- _EXERCISE DIRECTIONS_
Word for word, restate all of the data shown below.

########

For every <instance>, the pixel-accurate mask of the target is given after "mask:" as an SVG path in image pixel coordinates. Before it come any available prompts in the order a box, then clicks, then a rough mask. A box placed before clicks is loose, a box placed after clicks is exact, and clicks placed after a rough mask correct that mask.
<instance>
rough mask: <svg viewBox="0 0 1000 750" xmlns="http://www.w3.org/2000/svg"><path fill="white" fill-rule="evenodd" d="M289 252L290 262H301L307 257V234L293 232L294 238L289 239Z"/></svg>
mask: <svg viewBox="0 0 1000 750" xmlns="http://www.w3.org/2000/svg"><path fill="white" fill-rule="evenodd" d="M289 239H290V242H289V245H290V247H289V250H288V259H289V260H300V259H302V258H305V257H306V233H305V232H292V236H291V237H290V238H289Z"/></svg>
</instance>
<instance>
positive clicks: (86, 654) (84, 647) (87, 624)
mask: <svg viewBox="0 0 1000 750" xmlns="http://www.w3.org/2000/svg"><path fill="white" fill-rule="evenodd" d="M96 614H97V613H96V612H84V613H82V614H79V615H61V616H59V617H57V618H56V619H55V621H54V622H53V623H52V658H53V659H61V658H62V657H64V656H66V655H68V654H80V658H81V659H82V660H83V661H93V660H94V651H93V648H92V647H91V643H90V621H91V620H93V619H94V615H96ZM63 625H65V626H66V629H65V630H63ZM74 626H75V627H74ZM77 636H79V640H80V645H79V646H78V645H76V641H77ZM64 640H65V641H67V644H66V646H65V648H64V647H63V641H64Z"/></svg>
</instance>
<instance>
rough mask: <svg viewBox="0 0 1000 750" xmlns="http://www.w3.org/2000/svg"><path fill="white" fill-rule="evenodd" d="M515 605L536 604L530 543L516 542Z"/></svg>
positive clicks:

########

- _RESULT FOR THIS TASK_
For every <instance>, the pixel-accurate mask of the target is given after "mask:" as an SVG path in image pixel coordinates. Before it come any available prompts in the order a box, then clicks, then a rough mask. A box placed before clicks is loose, a box placed after clicks is exact, and clicks placed after a rough mask correct that mask.
<instance>
rough mask: <svg viewBox="0 0 1000 750" xmlns="http://www.w3.org/2000/svg"><path fill="white" fill-rule="evenodd" d="M289 252L290 262H301L307 257V234L293 232L294 238L289 239Z"/></svg>
mask: <svg viewBox="0 0 1000 750" xmlns="http://www.w3.org/2000/svg"><path fill="white" fill-rule="evenodd" d="M289 239H290V242H289V245H290V247H289V250H288V259H289V260H300V259H302V258H305V257H306V233H305V232H292V236H291V237H290V238H289Z"/></svg>
</instance>
<instance>
positive clicks: (86, 654) (84, 647) (87, 624)
mask: <svg viewBox="0 0 1000 750" xmlns="http://www.w3.org/2000/svg"><path fill="white" fill-rule="evenodd" d="M96 614H97V613H96V612H84V613H82V614H79V615H61V616H59V617H57V618H56V619H55V621H54V622H53V623H52V658H53V659H61V658H62V657H64V656H66V655H68V654H80V658H81V659H82V660H83V661H93V660H94V651H93V648H92V647H91V643H90V621H91V620H93V619H94V615H96ZM63 625H65V626H66V629H65V630H63ZM74 626H75V627H74ZM77 636H79V640H80V645H79V646H78V645H76V641H77ZM64 640H65V641H67V644H66V646H65V648H64V647H63V641H64Z"/></svg>
</instance>
<instance>
rough mask: <svg viewBox="0 0 1000 750" xmlns="http://www.w3.org/2000/svg"><path fill="white" fill-rule="evenodd" d="M515 605L536 604L530 543L516 542Z"/></svg>
positive clicks:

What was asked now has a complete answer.